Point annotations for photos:
[Start]
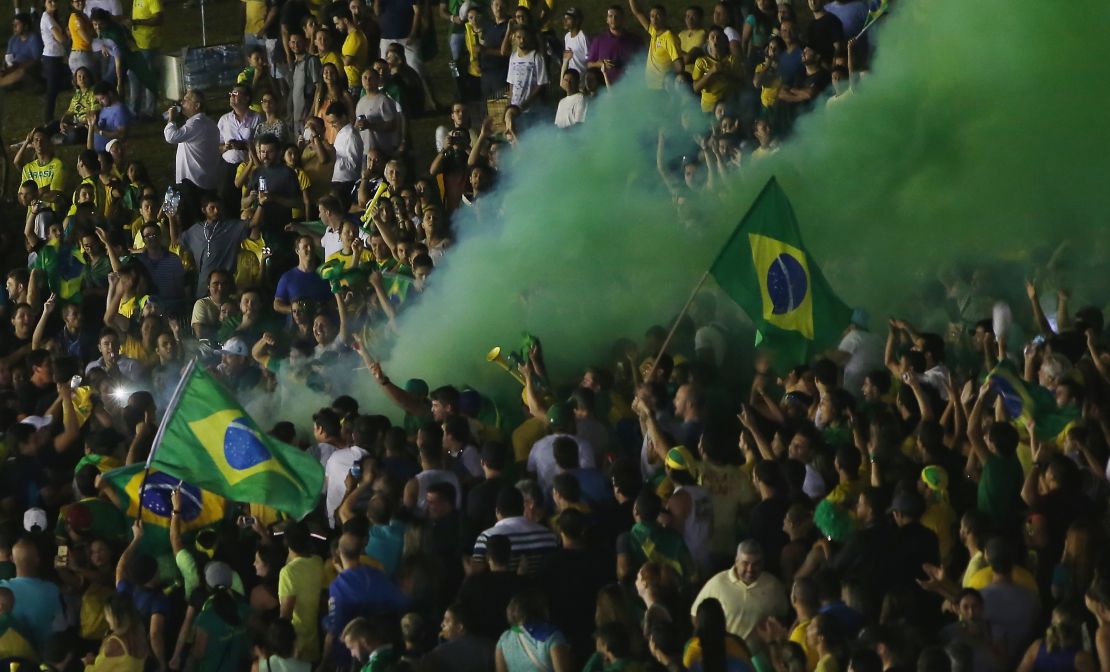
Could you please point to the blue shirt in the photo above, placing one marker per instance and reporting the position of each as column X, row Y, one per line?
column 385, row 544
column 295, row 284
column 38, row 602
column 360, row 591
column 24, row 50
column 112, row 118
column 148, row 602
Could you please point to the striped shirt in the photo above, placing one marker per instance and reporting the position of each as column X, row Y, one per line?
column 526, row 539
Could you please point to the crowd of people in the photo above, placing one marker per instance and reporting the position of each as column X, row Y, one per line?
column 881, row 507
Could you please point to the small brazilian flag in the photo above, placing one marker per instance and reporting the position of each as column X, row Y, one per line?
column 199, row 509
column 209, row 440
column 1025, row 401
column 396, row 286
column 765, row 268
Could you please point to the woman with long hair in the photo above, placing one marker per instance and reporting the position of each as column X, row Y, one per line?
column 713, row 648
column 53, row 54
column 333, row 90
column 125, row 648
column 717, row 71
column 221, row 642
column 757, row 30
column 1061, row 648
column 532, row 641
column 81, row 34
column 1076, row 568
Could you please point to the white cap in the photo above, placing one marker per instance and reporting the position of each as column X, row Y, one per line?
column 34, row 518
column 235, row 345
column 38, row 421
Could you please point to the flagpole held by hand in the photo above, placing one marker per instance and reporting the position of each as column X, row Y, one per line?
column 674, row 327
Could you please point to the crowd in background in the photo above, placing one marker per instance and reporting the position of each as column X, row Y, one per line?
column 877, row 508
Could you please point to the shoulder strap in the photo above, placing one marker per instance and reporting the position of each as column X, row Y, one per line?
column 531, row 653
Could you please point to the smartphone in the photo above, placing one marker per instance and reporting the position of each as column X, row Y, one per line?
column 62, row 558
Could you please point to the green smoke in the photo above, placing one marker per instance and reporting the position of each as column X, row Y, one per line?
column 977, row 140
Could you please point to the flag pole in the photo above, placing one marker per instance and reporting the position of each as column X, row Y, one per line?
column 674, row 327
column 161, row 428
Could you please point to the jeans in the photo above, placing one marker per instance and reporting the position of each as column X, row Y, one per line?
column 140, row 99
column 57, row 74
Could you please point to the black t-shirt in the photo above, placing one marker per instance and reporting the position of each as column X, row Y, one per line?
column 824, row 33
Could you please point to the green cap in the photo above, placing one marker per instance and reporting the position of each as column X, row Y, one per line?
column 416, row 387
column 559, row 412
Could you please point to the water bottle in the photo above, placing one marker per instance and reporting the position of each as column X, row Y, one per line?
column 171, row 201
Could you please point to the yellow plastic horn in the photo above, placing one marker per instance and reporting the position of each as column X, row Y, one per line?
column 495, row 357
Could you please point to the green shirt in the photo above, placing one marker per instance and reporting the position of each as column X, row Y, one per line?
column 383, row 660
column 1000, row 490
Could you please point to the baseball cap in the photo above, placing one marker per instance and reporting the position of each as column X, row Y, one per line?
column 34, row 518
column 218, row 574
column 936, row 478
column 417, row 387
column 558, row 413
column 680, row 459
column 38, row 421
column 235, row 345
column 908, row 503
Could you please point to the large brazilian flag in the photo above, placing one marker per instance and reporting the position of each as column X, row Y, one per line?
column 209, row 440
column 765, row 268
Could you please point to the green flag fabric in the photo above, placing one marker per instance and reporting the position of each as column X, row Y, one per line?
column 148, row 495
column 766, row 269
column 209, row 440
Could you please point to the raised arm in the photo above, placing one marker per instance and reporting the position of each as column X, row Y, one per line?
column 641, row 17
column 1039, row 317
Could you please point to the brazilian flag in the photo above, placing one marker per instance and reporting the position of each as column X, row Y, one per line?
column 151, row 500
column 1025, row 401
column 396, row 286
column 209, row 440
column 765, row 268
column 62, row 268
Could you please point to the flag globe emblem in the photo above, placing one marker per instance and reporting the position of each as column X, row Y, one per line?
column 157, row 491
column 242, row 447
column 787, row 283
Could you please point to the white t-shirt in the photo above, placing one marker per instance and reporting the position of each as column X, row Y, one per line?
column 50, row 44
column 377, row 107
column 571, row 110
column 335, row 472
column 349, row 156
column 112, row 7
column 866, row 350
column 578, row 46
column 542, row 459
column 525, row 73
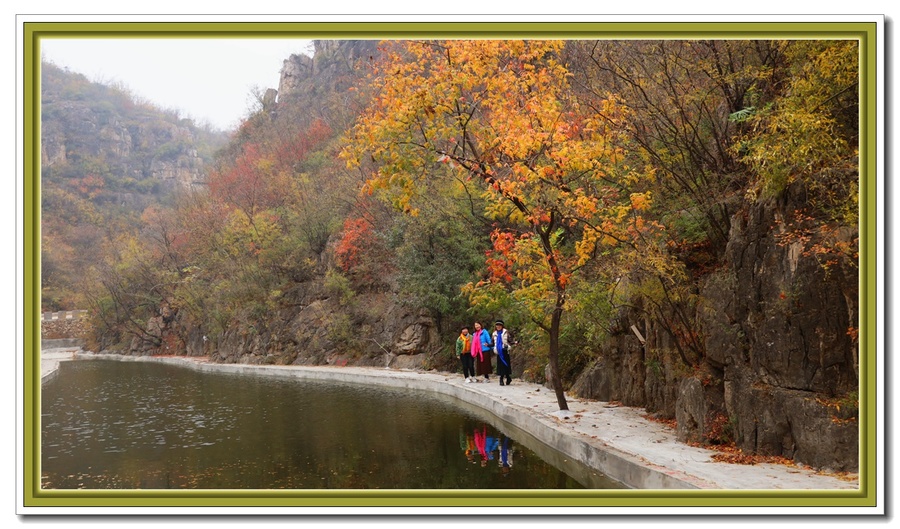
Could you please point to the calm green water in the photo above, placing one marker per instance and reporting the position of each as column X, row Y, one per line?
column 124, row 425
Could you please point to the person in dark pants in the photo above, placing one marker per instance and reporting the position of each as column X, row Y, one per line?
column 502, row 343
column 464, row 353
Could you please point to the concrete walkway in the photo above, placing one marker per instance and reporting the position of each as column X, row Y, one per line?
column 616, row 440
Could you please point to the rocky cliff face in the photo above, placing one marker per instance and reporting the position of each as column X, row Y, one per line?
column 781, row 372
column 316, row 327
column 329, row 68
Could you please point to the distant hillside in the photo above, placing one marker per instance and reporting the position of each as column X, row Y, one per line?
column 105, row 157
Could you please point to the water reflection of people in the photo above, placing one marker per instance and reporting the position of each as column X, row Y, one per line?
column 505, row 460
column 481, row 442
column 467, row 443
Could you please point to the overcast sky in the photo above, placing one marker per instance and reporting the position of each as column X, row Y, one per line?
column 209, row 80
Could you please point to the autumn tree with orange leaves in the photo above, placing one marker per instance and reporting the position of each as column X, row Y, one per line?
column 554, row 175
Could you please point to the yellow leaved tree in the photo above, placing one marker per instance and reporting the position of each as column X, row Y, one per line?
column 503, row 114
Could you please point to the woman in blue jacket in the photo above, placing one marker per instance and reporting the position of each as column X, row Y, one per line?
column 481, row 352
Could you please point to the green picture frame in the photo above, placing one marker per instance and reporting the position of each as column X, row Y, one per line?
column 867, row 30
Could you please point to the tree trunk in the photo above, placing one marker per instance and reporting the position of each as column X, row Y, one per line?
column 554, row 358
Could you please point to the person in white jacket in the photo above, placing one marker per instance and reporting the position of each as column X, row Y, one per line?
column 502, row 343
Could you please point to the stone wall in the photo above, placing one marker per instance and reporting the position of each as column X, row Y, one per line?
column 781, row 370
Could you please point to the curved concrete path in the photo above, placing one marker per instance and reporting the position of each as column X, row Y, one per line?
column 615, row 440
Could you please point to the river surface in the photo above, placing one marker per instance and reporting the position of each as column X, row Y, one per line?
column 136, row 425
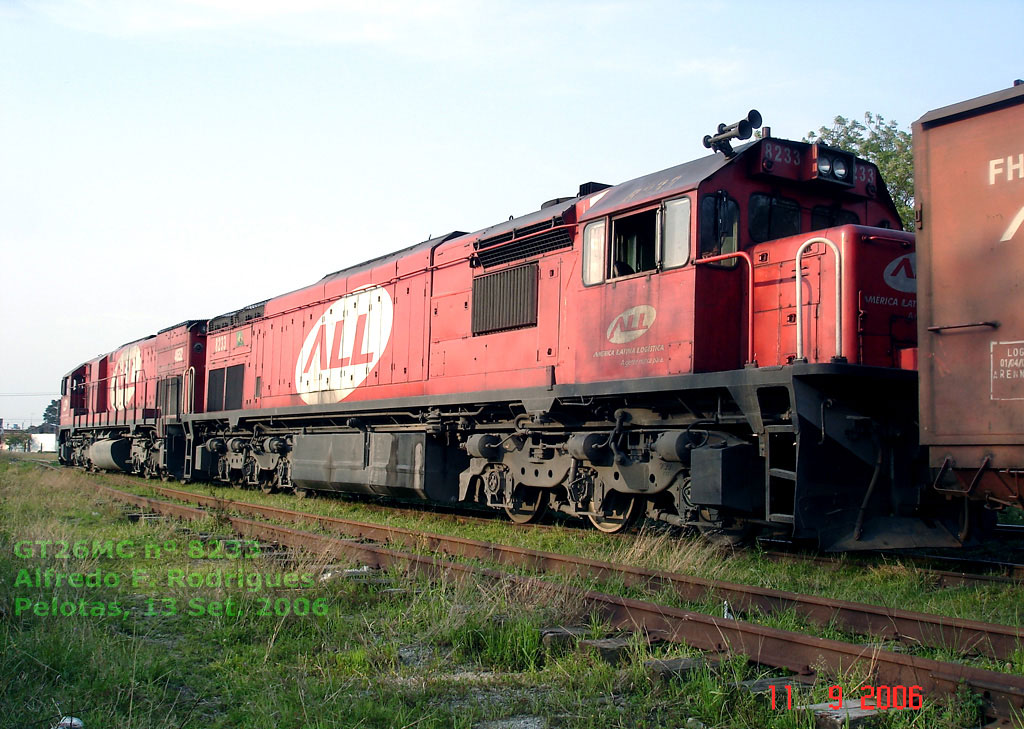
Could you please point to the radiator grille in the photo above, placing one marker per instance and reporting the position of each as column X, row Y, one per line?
[End]
Task instructions:
Repeat every line of the listing above word for word, leaving out the pictures.

Response to the exercise:
Could you please point to the blue shirt in the photo above, placing one marker per instance and reporting the position of each as column X, row Y, one per line?
column 385, row 544
column 295, row 284
column 38, row 602
column 360, row 591
column 24, row 50
column 112, row 118
column 148, row 602
Could you please point to the striped shirt in the photo above, placing one marker per instance and reporting the position of each as column X, row Y, one per line?
column 526, row 539
Could you please point to the crowd of people in the photo above, placing one marker per instance and reporting the position of each as column X, row Y, one per line?
column 881, row 507
Could you please point to the small brazilian flag in the photo above, placing one marker per instance and reporting the position of each as column X, row Y, one per line?
column 199, row 509
column 209, row 440
column 1025, row 401
column 396, row 286
column 765, row 268
Could you please point to the woman with long hair in the photo above, placing one marker per instance and reporting the position of each as column X, row Y, one per line?
column 713, row 648
column 53, row 54
column 333, row 90
column 125, row 648
column 717, row 71
column 221, row 642
column 757, row 30
column 1061, row 648
column 532, row 641
column 81, row 34
column 1076, row 568
Could you please point to the white cap in the photo above, placing one marker per instance and reporting the position of each as column X, row Y, one per line?
column 34, row 518
column 235, row 345
column 38, row 421
Could you please point to the flagpole held by hand in the photo above, placing one marker per instance and reporting the position of each as column X, row Y, one per line?
column 674, row 327
Could you please point to the crowd in background in the photo above, placing one marker per instance and reporting the position of each as column X, row Y, one per line?
column 877, row 508
Could you please point to the shoulder strap in the photo above, placing one marker per instance and reporting the position of each as column X, row Y, one per line?
column 531, row 653
Could you please point to the smartphone in the photo above, placing one marker per instance and reporting the position of each as column X, row Y, one per line?
column 62, row 558
Could you please point to the green smoke in the photo above, placing one marker per instance and reporting the position of each as column X, row Y, one per line?
column 977, row 140
Could you please point to the flag pole in the photo above, placing one marker per instance and reporting the position of each as column X, row Y, one per line?
column 674, row 327
column 161, row 428
Could you please point to the jeans in the photo above, placing one marker per instance and reporting the position of each as column X, row Y, one per line?
column 140, row 99
column 57, row 74
Could you please point to the black t-shirt in the photo above, placing one marker per instance and reporting the position of each as column X, row Y, one per line?
column 824, row 33
Could you please point to the green cap in the photo above, placing one marker per instance and reporting the position of each as column X, row Y, one per line?
column 416, row 387
column 559, row 412
Could you please point to the water bottle in the photo above, placing one marker per instance and reporting the position of each as column X, row Y, one per line?
column 171, row 201
Could you please point to the yellow plastic horn in the photo above, placing one marker per instance and reporting the position of each as column X, row Y, one per line?
column 495, row 357
Could you please point to the green shirt in the photo above, placing one marker per instance and reporting the position of each as column X, row Y, one per line?
column 383, row 660
column 1000, row 490
Could you please point to the baseball cap in the photo above, placing one marker per instance and reporting the position of each as column X, row Y, one per line?
column 34, row 518
column 218, row 574
column 936, row 478
column 417, row 387
column 558, row 413
column 680, row 459
column 38, row 421
column 235, row 345
column 908, row 503
Could you please point to the large brazilian flag in the photo above, placing one marker per instance and reporting the position of each as column X, row Y, one per line?
column 209, row 440
column 765, row 268
Could you please point to the green flag fabric in the photo above, placing one marker per instance and reporting the position of each as column X, row Y, one per line?
column 148, row 495
column 766, row 269
column 209, row 440
Could you please point to the raised arm in the photo above, placing one marker per instance and reporting the position of each as column X, row Y, one per line?
column 641, row 17
column 1039, row 317
Could you please point to the brazilian flag in the photo above, placing one marker per instance and reporting the position of each as column X, row Y, one per line?
column 151, row 500
column 1025, row 401
column 396, row 286
column 209, row 440
column 765, row 268
column 62, row 268
Could you please point to the flag globe emblem in the photo above, placing one marker per instance and reporting the position of each as column X, row Y, one per line?
column 157, row 491
column 242, row 447
column 787, row 283
Could you please point to the white t-shirt in the photo above, placing one marker per instance and reporting the position of each as column X, row Y, one per line?
column 50, row 44
column 377, row 107
column 571, row 110
column 335, row 472
column 349, row 156
column 112, row 7
column 866, row 350
column 578, row 46
column 542, row 459
column 525, row 73
Could you please point to the calm green water in the photo above, placing one marker per instance and reporting the position of each as column X, row Y, one per line?
column 124, row 425
Could you please point to the person in dark pants in the photo above, placing one marker per instance and reporting the position of each as column X, row Y, one per line?
column 502, row 343
column 464, row 353
Could you please point to the concrete walkway in the photo above, placing one marker per instance and reporting the position of each as column X, row Y, one per line?
column 616, row 440
Could you please point to the rocky cliff face in the photo above, placing one marker per instance and reporting the position of each as column X, row Y, one per line?
column 781, row 372
column 316, row 327
column 329, row 68
Could you please point to the distant hillside in the photo above, placing one marker per instance and reporting the position of each as column X, row Y, one per line?
column 105, row 157
Could you please point to the water reflection of people in the photo above, placing one marker per instance and reporting the position of each as column X, row Y, one per line?
column 505, row 460
column 481, row 442
column 467, row 443
Could you please point to the overcast sky in the photo above, placing one marker per instance and reporting the position of each as column X, row Y, one per line?
column 209, row 80
Could you please point to the autumn tree with orange leaves in the photo above, placing one marker per instance and reporting the position of each as column X, row Y, one per line?
column 554, row 175
Could you please point to the yellow leaved tree in the photo above, placing one marker per instance and reporting the position of each as column X, row Y, one per line?
column 503, row 114
Could you please point to the woman in blue jacket in the photo above, placing one marker per instance and reporting the position of each as column X, row Y, one per line?
column 481, row 352
Could you please point to the green picture frame in the photo above, placing one marker per instance and reporting the position of each as column X, row Y, one per line?
column 867, row 30
Could you please point to the tree trunk in the photo above, placing one marker per instance and reporting the position of each as column X, row Y, one per line?
column 554, row 358
Could you please point to the person in white jacket in the photo above, placing one marker per instance and reporting the position of each as column X, row Y, one per line?
column 502, row 343
Could you please point to the stone wall in the photo above, placing one marker per instance and reporting the position of each as column X, row Y, one per line?
column 781, row 370
Could you please point to the curved concrete path in the photo above, placing one marker per instance and reporting the position of each as column X, row Y, one per line?
column 615, row 440
Could you please point to the river surface in the photo above, placing one marker per instance and reporting the position of each as column X, row Y, one per line?
column 136, row 425
Could you please point to the radiator grille in the photo above, placing one marker per instance and reporting the position of each as column X, row Y, one per line?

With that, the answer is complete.